Extracted records:

○ ○ ○ ○

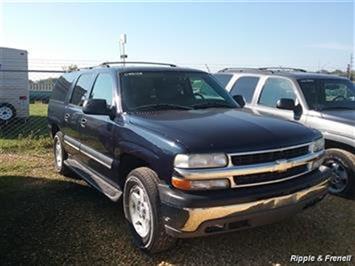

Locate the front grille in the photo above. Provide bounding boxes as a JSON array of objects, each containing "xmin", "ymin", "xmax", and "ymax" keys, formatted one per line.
[
  {"xmin": 233, "ymin": 165, "xmax": 308, "ymax": 186},
  {"xmin": 231, "ymin": 145, "xmax": 308, "ymax": 166}
]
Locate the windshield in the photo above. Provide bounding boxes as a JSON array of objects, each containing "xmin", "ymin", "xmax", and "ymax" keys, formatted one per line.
[
  {"xmin": 298, "ymin": 79, "xmax": 355, "ymax": 110},
  {"xmin": 121, "ymin": 71, "xmax": 237, "ymax": 112}
]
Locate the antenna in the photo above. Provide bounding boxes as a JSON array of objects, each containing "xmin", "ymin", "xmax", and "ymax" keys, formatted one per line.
[{"xmin": 120, "ymin": 33, "xmax": 128, "ymax": 66}]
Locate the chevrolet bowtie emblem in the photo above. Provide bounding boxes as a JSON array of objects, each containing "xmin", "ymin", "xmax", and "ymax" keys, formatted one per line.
[{"xmin": 274, "ymin": 159, "xmax": 292, "ymax": 172}]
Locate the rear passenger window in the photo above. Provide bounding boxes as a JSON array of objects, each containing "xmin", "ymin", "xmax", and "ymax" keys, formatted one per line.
[
  {"xmin": 230, "ymin": 77, "xmax": 259, "ymax": 103},
  {"xmin": 259, "ymin": 78, "xmax": 296, "ymax": 108},
  {"xmin": 213, "ymin": 74, "xmax": 233, "ymax": 88},
  {"xmin": 70, "ymin": 74, "xmax": 93, "ymax": 106},
  {"xmin": 90, "ymin": 74, "xmax": 113, "ymax": 105},
  {"xmin": 51, "ymin": 73, "xmax": 77, "ymax": 102}
]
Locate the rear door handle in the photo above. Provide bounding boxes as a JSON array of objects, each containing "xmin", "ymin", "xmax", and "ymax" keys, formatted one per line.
[
  {"xmin": 64, "ymin": 113, "xmax": 70, "ymax": 122},
  {"xmin": 80, "ymin": 118, "xmax": 88, "ymax": 127}
]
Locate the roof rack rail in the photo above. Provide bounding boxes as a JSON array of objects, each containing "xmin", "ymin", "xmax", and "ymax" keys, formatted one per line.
[
  {"xmin": 259, "ymin": 67, "xmax": 307, "ymax": 72},
  {"xmin": 100, "ymin": 61, "xmax": 177, "ymax": 67},
  {"xmin": 218, "ymin": 67, "xmax": 272, "ymax": 73}
]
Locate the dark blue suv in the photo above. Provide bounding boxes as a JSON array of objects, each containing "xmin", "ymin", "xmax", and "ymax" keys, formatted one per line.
[{"xmin": 48, "ymin": 62, "xmax": 330, "ymax": 253}]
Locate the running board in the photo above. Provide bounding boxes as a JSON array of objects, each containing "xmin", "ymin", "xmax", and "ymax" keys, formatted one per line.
[{"xmin": 64, "ymin": 159, "xmax": 122, "ymax": 201}]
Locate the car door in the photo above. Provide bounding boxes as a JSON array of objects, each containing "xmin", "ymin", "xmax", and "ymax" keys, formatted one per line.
[
  {"xmin": 80, "ymin": 72, "xmax": 115, "ymax": 178},
  {"xmin": 253, "ymin": 77, "xmax": 298, "ymax": 120},
  {"xmin": 62, "ymin": 73, "xmax": 93, "ymax": 159}
]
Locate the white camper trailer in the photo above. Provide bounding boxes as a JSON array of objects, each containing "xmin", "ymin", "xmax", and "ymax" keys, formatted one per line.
[{"xmin": 0, "ymin": 47, "xmax": 29, "ymax": 124}]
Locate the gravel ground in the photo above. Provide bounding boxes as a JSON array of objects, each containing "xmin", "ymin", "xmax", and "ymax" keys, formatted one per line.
[{"xmin": 0, "ymin": 154, "xmax": 355, "ymax": 265}]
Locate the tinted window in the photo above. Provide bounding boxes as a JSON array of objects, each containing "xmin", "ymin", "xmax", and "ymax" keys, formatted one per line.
[
  {"xmin": 52, "ymin": 73, "xmax": 77, "ymax": 101},
  {"xmin": 70, "ymin": 74, "xmax": 93, "ymax": 106},
  {"xmin": 190, "ymin": 76, "xmax": 223, "ymax": 100},
  {"xmin": 230, "ymin": 77, "xmax": 259, "ymax": 103},
  {"xmin": 90, "ymin": 74, "xmax": 113, "ymax": 105},
  {"xmin": 298, "ymin": 78, "xmax": 355, "ymax": 110},
  {"xmin": 259, "ymin": 78, "xmax": 296, "ymax": 107},
  {"xmin": 121, "ymin": 71, "xmax": 237, "ymax": 111},
  {"xmin": 214, "ymin": 74, "xmax": 233, "ymax": 88}
]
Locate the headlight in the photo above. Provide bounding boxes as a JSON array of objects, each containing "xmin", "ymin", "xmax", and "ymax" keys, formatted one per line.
[
  {"xmin": 309, "ymin": 138, "xmax": 324, "ymax": 152},
  {"xmin": 174, "ymin": 153, "xmax": 228, "ymax": 168},
  {"xmin": 171, "ymin": 177, "xmax": 230, "ymax": 190}
]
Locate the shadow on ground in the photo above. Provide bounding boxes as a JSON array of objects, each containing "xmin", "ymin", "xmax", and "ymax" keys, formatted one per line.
[{"xmin": 0, "ymin": 176, "xmax": 355, "ymax": 265}]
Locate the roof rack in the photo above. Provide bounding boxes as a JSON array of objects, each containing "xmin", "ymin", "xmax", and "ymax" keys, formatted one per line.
[
  {"xmin": 100, "ymin": 61, "xmax": 177, "ymax": 67},
  {"xmin": 259, "ymin": 67, "xmax": 307, "ymax": 72},
  {"xmin": 218, "ymin": 67, "xmax": 273, "ymax": 73},
  {"xmin": 218, "ymin": 67, "xmax": 307, "ymax": 73}
]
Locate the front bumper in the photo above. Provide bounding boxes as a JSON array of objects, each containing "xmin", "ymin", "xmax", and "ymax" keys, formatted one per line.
[{"xmin": 159, "ymin": 166, "xmax": 331, "ymax": 237}]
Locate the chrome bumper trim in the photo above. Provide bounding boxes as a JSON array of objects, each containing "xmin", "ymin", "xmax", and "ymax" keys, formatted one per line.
[
  {"xmin": 175, "ymin": 150, "xmax": 325, "ymax": 180},
  {"xmin": 182, "ymin": 180, "xmax": 328, "ymax": 232}
]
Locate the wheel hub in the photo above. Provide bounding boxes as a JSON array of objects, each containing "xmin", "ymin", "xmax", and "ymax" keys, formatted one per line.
[
  {"xmin": 325, "ymin": 160, "xmax": 349, "ymax": 193},
  {"xmin": 0, "ymin": 106, "xmax": 13, "ymax": 120},
  {"xmin": 129, "ymin": 184, "xmax": 151, "ymax": 238}
]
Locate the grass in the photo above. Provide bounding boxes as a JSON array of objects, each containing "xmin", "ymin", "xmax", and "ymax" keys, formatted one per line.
[
  {"xmin": 0, "ymin": 150, "xmax": 355, "ymax": 265},
  {"xmin": 0, "ymin": 103, "xmax": 51, "ymax": 154}
]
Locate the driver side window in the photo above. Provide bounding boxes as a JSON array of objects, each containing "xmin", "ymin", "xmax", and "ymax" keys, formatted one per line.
[
  {"xmin": 190, "ymin": 78, "xmax": 224, "ymax": 100},
  {"xmin": 259, "ymin": 78, "xmax": 296, "ymax": 108}
]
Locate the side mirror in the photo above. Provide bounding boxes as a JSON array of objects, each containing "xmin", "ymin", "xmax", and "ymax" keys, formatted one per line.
[
  {"xmin": 276, "ymin": 98, "xmax": 296, "ymax": 111},
  {"xmin": 233, "ymin": 94, "xmax": 245, "ymax": 108},
  {"xmin": 83, "ymin": 99, "xmax": 113, "ymax": 118}
]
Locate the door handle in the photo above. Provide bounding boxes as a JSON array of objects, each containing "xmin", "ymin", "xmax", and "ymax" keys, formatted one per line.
[
  {"xmin": 64, "ymin": 113, "xmax": 70, "ymax": 122},
  {"xmin": 80, "ymin": 118, "xmax": 88, "ymax": 127}
]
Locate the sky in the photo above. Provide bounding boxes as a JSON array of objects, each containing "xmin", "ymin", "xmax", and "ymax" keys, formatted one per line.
[{"xmin": 0, "ymin": 0, "xmax": 355, "ymax": 71}]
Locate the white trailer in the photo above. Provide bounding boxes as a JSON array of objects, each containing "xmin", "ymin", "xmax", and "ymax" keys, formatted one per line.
[{"xmin": 0, "ymin": 47, "xmax": 29, "ymax": 124}]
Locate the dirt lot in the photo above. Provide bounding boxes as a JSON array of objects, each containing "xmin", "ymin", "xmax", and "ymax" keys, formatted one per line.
[{"xmin": 0, "ymin": 151, "xmax": 355, "ymax": 265}]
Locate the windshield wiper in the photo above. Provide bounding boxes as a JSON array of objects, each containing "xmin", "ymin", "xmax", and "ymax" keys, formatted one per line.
[
  {"xmin": 134, "ymin": 103, "xmax": 192, "ymax": 111},
  {"xmin": 192, "ymin": 102, "xmax": 232, "ymax": 109},
  {"xmin": 320, "ymin": 106, "xmax": 355, "ymax": 111}
]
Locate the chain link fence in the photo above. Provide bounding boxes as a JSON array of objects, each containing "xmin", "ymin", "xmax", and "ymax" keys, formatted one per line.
[{"xmin": 0, "ymin": 69, "xmax": 63, "ymax": 140}]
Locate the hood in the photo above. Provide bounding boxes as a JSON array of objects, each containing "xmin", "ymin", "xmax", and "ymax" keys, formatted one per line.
[
  {"xmin": 129, "ymin": 108, "xmax": 320, "ymax": 153},
  {"xmin": 321, "ymin": 110, "xmax": 355, "ymax": 126}
]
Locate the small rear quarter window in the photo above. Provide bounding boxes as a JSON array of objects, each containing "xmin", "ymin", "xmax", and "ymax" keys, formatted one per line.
[
  {"xmin": 230, "ymin": 76, "xmax": 259, "ymax": 103},
  {"xmin": 52, "ymin": 73, "xmax": 77, "ymax": 102},
  {"xmin": 213, "ymin": 74, "xmax": 233, "ymax": 88}
]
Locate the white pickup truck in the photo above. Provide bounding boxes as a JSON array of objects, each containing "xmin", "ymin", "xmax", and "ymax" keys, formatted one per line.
[{"xmin": 0, "ymin": 47, "xmax": 29, "ymax": 124}]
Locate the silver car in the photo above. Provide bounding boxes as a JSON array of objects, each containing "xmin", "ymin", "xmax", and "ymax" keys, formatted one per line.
[{"xmin": 214, "ymin": 68, "xmax": 355, "ymax": 198}]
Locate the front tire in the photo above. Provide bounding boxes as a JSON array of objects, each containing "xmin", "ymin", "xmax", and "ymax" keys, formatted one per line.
[
  {"xmin": 53, "ymin": 131, "xmax": 70, "ymax": 176},
  {"xmin": 324, "ymin": 149, "xmax": 355, "ymax": 198},
  {"xmin": 123, "ymin": 167, "xmax": 176, "ymax": 253}
]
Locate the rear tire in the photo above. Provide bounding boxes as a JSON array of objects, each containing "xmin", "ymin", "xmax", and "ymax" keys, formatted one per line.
[
  {"xmin": 324, "ymin": 149, "xmax": 355, "ymax": 198},
  {"xmin": 53, "ymin": 131, "xmax": 71, "ymax": 176},
  {"xmin": 123, "ymin": 167, "xmax": 176, "ymax": 254}
]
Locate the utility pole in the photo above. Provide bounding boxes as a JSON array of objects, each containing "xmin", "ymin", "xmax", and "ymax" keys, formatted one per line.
[
  {"xmin": 348, "ymin": 54, "xmax": 354, "ymax": 80},
  {"xmin": 120, "ymin": 33, "xmax": 128, "ymax": 66}
]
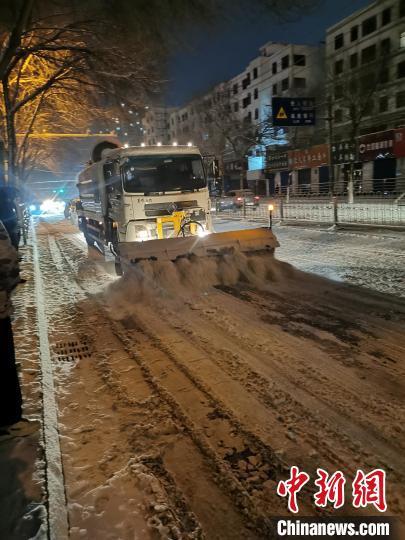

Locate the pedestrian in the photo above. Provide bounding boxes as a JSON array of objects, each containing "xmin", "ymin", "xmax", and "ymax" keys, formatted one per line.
[
  {"xmin": 0, "ymin": 186, "xmax": 20, "ymax": 250},
  {"xmin": 0, "ymin": 217, "xmax": 37, "ymax": 440}
]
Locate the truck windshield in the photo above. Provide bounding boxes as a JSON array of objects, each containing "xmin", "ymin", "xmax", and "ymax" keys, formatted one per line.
[{"xmin": 122, "ymin": 154, "xmax": 207, "ymax": 194}]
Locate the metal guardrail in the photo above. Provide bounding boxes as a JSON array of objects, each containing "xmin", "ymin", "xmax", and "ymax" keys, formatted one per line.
[{"xmin": 213, "ymin": 199, "xmax": 405, "ymax": 226}]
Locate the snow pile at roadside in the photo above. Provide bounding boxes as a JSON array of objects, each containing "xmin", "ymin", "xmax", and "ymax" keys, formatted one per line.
[
  {"xmin": 104, "ymin": 253, "xmax": 296, "ymax": 311},
  {"xmin": 70, "ymin": 456, "xmax": 201, "ymax": 540}
]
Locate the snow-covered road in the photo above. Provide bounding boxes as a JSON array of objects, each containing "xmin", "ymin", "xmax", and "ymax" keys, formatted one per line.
[
  {"xmin": 5, "ymin": 221, "xmax": 405, "ymax": 540},
  {"xmin": 216, "ymin": 220, "xmax": 405, "ymax": 298}
]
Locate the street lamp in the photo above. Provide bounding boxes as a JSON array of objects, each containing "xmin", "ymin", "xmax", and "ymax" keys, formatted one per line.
[{"xmin": 267, "ymin": 204, "xmax": 274, "ymax": 230}]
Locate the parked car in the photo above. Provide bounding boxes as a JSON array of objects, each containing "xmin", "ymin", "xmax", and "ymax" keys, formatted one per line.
[{"xmin": 219, "ymin": 189, "xmax": 260, "ymax": 210}]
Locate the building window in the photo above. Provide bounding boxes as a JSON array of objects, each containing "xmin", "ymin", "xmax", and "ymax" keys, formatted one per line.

○ ○ ○ ○

## Instructions for the task:
Please count the lines in the entries above that contain the string "ground", matching case exactly, and give only that number.

## Reply to the task:
2